Can you print every record below exactly as written?

Start of Data excerpts

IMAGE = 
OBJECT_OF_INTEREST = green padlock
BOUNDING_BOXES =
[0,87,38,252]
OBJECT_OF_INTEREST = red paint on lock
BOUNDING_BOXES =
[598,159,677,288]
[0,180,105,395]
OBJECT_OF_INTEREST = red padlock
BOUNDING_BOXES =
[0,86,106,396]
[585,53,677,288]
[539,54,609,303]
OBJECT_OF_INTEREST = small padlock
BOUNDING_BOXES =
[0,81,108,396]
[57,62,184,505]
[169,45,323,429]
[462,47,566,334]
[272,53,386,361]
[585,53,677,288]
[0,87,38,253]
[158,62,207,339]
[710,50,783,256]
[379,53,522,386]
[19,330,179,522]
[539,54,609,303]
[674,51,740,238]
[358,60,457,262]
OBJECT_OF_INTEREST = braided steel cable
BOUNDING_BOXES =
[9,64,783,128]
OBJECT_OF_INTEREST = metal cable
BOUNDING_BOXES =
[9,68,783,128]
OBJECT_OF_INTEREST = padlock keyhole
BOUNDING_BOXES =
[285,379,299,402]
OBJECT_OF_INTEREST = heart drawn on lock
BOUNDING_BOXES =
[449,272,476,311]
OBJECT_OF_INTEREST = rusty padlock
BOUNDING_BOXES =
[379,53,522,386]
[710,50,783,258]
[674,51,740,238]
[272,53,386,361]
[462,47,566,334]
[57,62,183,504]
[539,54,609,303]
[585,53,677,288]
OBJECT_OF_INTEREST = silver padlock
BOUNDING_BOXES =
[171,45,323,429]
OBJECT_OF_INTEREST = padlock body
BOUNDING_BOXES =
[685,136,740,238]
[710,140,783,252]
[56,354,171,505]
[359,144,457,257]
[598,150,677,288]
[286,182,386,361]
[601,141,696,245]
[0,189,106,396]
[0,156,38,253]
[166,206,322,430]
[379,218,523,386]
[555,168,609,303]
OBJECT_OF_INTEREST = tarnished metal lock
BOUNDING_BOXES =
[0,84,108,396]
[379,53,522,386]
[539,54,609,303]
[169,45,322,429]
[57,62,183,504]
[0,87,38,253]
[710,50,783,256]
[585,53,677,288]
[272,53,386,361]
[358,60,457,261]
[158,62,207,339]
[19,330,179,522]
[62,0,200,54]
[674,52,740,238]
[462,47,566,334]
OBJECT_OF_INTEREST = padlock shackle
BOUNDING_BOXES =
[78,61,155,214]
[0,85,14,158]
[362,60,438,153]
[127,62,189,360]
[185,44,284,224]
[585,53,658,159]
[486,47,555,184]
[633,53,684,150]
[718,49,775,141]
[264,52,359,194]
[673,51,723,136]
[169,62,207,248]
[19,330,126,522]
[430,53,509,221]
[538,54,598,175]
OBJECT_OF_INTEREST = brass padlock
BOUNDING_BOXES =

End of Data excerpts

> _Solution for this task_
IMAGE = 
OBJECT_OF_INTEREST = green padlock
BOUNDING_BOXES =
[0,87,38,252]
OBJECT_OF_INTEREST = red paint on lock
BOUNDING_BOXES =
[598,159,677,288]
[0,180,105,395]
OBJECT_OF_INTEREST = red padlock
BOUNDING_BOXES =
[0,86,106,396]
[585,53,677,288]
[539,54,609,303]
OBJECT_OF_INTEREST = small padlock
BOUNDING_BOXES =
[0,81,108,396]
[57,62,184,505]
[169,45,323,429]
[462,47,566,334]
[272,53,386,361]
[585,53,677,288]
[0,87,38,253]
[158,62,207,339]
[710,50,783,256]
[379,53,522,386]
[19,330,179,522]
[539,54,609,303]
[674,51,740,238]
[358,60,457,262]
OBJECT_OF_INTEREST = braided steel cable
BOUNDING_BOXES =
[9,64,783,128]
OBJECT_OF_INTEREST = metal cable
BOUNDING_BOXES =
[9,68,783,128]
OBJECT_OF_INTEREST = padlock keyhole
BOUNDING_BOXES =
[285,379,299,402]
OBJECT_OF_INTEREST = heart drawn on lock
BOUNDING_BOXES =
[449,272,476,311]
OBJECT_OF_INTEREST = rusty padlock
BOUNDING_BOXES =
[379,53,522,386]
[710,50,783,258]
[674,51,740,238]
[272,53,386,361]
[462,47,566,334]
[57,62,183,504]
[539,54,609,303]
[585,53,677,288]
OBJECT_OF_INTEREST = silver padlock
BOUNDING_BOXES =
[171,45,323,429]
OBJECT_OF_INTEREST = padlock body
BOUNDING_BOXES =
[685,136,740,238]
[710,140,783,252]
[56,354,171,505]
[359,144,457,257]
[598,150,677,288]
[286,182,386,361]
[601,141,696,245]
[0,189,106,396]
[0,156,38,253]
[166,206,322,430]
[379,218,523,386]
[555,168,609,303]
OBJECT_OF_INTEREST = tarnished metal lock
BOUNDING_BOXES =
[0,84,108,396]
[379,53,522,386]
[539,54,609,303]
[169,45,322,429]
[57,62,183,504]
[0,87,38,253]
[710,50,783,256]
[585,53,677,288]
[272,53,386,361]
[358,60,457,261]
[158,62,207,339]
[19,330,179,522]
[62,0,200,54]
[674,52,740,238]
[462,47,566,334]
OBJECT_OF_INTEREST = padlock shackle
BOUNDING_BOXES =
[78,61,155,214]
[0,85,14,158]
[362,60,438,153]
[127,62,189,360]
[185,44,284,224]
[585,53,658,159]
[486,47,555,184]
[633,53,684,150]
[718,49,775,141]
[264,52,359,194]
[673,51,723,136]
[169,62,207,248]
[19,330,126,522]
[430,53,509,221]
[538,54,598,175]
OBJECT_OF_INTEREST = brass padlock
BOUNDING_BOXES =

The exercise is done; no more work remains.